- **Set task**:
Please answer these questions from the backlink tutorial below:
(a) Under what name is the SERPapi client published?
(b) Which Linux installation does the tutorial recommend?
(c) What is the pandas module used for?

- **Selected passage**:

▶

Analyze SERP Backlink Profiles in Bulk for SEO Using Python
The importance of backlinks as a quality signal has changed little since the early 2000s. Algorithms have evolved, but backlinks remain a strong ranking factor.
Looking up your backlink stats and comparing them to competitors is an SEO staple. What’s new is operationalizing this process and working smarter. Reduce one-off competitor checks — analyze in bulk to identify who and why matters most for a given keyword using SERP scraping.
In this Python SEO tutorial, I’m going to show you step-by-step how to build a script that scrapes the SERPs for a given keyword and analyzes the top X sites to extract backlink insights.
There are dozens of metrics we can get from Ahrefs to analyze, but in this tutorial, we’re going to focus on:
- Ahrefs URL Rank
- Backlinks count
- Referring Domain Count
- Top anchor text count by backlinks
- Top anchor text count by referring domain
- % where a query one-gram is in an anchor text (I think this one is really cool!)
- Average Ahrefs link rank of backlinks
Table of Contents
Requirements and Assumptions
- Python 3 is installed and basic Python syntax is understood
- Access to a Linux installation (I recommend Ubuntu) or Google Colab
- SERPapi or similar service (you will need to modify the API call if not using SERPapi)
- Ahrefs API access
- Be careful when copying code, as indentation is not always preserved.
Install Python Modules
The only module you’ll likely need to install is the SERPapi client, published as google-search-results. If you are in a notebook, don’t forget the leading exclamation mark when running shell commands.
pip3 install google-search-results
Import Python Modules
- requests: for calling both APIs.
- pandas: storing result data.
- json: handling API responses.

◀

- **Listed records**:
▶

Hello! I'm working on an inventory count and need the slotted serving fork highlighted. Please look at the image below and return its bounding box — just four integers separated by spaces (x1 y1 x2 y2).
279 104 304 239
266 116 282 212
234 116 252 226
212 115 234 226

◀

- **Result of this task**:
(a) google-search-results
(b) Ubuntu
(c) Storing result data